(Saved entries)
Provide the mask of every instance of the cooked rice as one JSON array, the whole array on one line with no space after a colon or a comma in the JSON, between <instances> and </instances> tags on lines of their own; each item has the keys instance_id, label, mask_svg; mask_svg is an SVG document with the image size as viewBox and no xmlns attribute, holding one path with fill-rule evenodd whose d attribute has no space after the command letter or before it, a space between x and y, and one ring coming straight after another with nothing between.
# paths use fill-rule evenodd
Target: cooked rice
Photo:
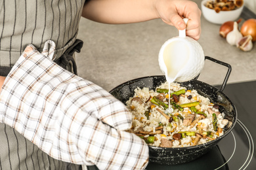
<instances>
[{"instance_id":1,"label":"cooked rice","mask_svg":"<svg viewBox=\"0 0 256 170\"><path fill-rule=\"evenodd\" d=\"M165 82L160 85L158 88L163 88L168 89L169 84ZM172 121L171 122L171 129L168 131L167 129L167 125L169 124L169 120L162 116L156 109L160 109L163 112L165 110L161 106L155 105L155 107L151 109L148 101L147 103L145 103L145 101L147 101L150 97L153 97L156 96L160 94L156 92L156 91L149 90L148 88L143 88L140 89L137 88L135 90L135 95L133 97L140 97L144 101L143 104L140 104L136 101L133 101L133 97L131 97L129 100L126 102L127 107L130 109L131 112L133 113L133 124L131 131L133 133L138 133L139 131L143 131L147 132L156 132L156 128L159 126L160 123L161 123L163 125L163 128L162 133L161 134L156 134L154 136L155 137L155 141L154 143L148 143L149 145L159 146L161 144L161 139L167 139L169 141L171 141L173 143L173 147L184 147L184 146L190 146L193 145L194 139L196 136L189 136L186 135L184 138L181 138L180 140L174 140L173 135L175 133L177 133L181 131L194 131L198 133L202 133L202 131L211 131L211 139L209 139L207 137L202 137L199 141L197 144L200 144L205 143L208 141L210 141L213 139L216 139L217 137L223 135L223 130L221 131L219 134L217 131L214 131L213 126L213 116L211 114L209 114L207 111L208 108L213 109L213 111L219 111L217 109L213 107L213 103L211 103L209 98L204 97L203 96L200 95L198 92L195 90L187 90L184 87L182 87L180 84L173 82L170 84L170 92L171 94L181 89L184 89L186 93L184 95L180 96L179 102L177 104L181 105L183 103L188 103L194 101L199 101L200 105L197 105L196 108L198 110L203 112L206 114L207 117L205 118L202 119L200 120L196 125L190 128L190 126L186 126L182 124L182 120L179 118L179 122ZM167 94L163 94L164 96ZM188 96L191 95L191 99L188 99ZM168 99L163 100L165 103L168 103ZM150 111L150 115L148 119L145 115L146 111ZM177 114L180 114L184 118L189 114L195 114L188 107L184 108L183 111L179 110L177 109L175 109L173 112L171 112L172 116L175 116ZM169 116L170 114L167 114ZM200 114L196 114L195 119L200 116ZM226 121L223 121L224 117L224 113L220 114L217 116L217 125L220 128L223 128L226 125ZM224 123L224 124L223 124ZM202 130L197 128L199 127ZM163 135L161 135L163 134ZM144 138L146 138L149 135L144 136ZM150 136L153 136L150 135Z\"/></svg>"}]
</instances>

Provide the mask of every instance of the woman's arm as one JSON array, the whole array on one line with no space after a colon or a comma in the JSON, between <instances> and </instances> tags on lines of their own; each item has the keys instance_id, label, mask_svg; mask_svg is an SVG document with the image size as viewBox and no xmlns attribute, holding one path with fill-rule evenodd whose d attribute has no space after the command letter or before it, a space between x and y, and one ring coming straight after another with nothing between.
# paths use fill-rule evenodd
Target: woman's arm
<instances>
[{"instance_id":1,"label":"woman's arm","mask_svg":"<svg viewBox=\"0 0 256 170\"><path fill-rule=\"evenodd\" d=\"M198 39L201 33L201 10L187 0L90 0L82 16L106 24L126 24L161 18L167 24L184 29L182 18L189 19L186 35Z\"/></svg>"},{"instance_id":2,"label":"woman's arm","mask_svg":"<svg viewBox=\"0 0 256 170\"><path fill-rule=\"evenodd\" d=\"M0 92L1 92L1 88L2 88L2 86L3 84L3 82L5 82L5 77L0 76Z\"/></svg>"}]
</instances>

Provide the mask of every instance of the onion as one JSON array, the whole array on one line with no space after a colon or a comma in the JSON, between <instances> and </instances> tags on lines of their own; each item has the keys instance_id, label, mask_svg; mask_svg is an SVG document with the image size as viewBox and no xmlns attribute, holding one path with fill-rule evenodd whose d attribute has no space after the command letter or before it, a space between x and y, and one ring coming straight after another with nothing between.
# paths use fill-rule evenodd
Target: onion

#### TASK TO CARRY OUT:
Please convert the lines of all the entries above into a Markdown table with two columns, Row for the row number and Line for the line itself, skipping any blank lines. Leave the pictures out.

#### TASK RESPONSE:
| Row | Line |
|---|---|
| 1 | Provide the mask of every instance of the cooked rice as one JSON array, the whole array on one line with no space after a colon or a comma in the JSON, between <instances> and </instances> tags on lines of their own; each item has the keys instance_id, label, mask_svg; mask_svg is an SVG document with the image size as viewBox and no xmlns attribute, holding one path with fill-rule evenodd whose d attribute has no space after the command letter or before it, a space between x and y, and one ring coming straight after another with nothing between. |
| 2 | # paths use fill-rule evenodd |
| 3 | Target: cooked rice |
| 4 | Photo: |
| 5 | <instances> |
| 6 | [{"instance_id":1,"label":"cooked rice","mask_svg":"<svg viewBox=\"0 0 256 170\"><path fill-rule=\"evenodd\" d=\"M165 82L160 85L158 88L163 88L168 89L169 84ZM172 121L171 122L171 129L168 131L167 129L167 125L169 124L169 120L162 116L156 109L160 109L163 112L165 110L161 106L155 105L155 107L151 109L148 101L147 103L145 103L145 101L147 101L150 97L153 97L156 96L160 94L156 92L156 91L149 90L148 88L143 88L140 89L137 88L135 90L135 95L133 97L140 97L144 101L143 104L140 104L136 101L133 101L133 97L131 97L129 100L126 102L127 107L130 109L131 112L133 113L133 124L131 131L133 133L138 133L139 131L143 131L147 132L156 132L156 128L159 126L160 123L161 123L163 125L163 128L162 133L161 134L156 134L154 136L155 137L155 141L154 143L148 143L149 145L159 146L161 144L161 139L167 139L169 141L171 141L173 143L173 147L184 147L184 146L190 146L193 145L194 139L196 136L189 136L186 135L184 138L181 138L180 140L174 140L173 135L175 133L177 133L181 131L194 131L198 133L202 133L202 131L211 131L211 139L209 139L207 137L202 137L199 141L197 144L200 144L205 143L208 141L210 141L213 139L216 139L217 137L223 135L223 130L221 131L219 134L217 131L214 131L213 126L213 116L211 114L209 114L207 111L208 108L213 109L213 111L219 111L217 109L213 107L213 103L211 103L209 98L204 97L203 96L200 95L198 92L195 90L187 90L184 87L182 87L180 84L173 82L170 84L170 92L171 94L181 89L184 89L186 93L184 95L180 96L179 102L177 104L181 105L183 103L188 103L194 101L199 101L200 105L197 105L196 108L198 110L203 112L206 114L207 117L205 118L202 119L200 120L196 125L190 128L190 126L186 126L182 124L182 120L179 118L179 122ZM167 94L163 94L164 96ZM188 96L191 95L191 99L188 99ZM168 99L163 100L165 103L168 103ZM150 111L150 115L148 119L145 115L146 111ZM177 114L180 114L184 118L189 114L195 114L188 107L184 108L183 111L179 110L177 109L175 109L173 112L171 112L172 116L175 116ZM169 116L170 114L167 114ZM200 114L196 114L195 119L200 116ZM226 121L223 121L224 117L224 113L220 114L217 116L217 125L220 128L223 128L226 125ZM224 123L224 124L223 124ZM202 130L197 128L199 127ZM163 135L161 135L163 134ZM144 138L146 138L149 135L144 136ZM150 136L153 136L150 135Z\"/></svg>"}] |
| 7 | </instances> |
| 8 | Provide the mask of every instance of the woman's arm as one JSON array, the whole array on one line with no space after a colon or a comma in the JSON, between <instances> and </instances> tags on lines of their own; each item has the keys instance_id, label, mask_svg; mask_svg is an SVG document with the image size as viewBox and no xmlns attribute, holding one path with fill-rule evenodd whose d attribute has no space after the command letter or before it, a space between x and y, and one ring coming straight after another with nothing between. |
| 9 | # paths use fill-rule evenodd |
| 10 | Target: woman's arm |
| 11 | <instances> |
| 12 | [{"instance_id":1,"label":"woman's arm","mask_svg":"<svg viewBox=\"0 0 256 170\"><path fill-rule=\"evenodd\" d=\"M198 39L201 33L201 10L187 0L90 0L82 16L106 24L126 24L161 18L167 24L184 29L182 18L189 19L186 35Z\"/></svg>"},{"instance_id":2,"label":"woman's arm","mask_svg":"<svg viewBox=\"0 0 256 170\"><path fill-rule=\"evenodd\" d=\"M0 92L1 92L1 88L2 88L2 86L3 84L3 82L5 82L5 77L0 76Z\"/></svg>"}] |
| 13 | </instances> |
| 14 | Provide the mask of every instance of the onion as one JSON array, the whole array on one line with no space after a colon or a comma in the JSON, between <instances> and </instances> tags on lines of their own; each item has the keys instance_id, label, mask_svg; mask_svg is an SVG document with the image size as viewBox and no xmlns attribute, holding one path with fill-rule evenodd whose d attribute has no space after the command letter or before it, a space between x and y, and one ring coming straight after another with nothing between. |
| 15 | # paths use fill-rule evenodd |
| 16 | Target: onion |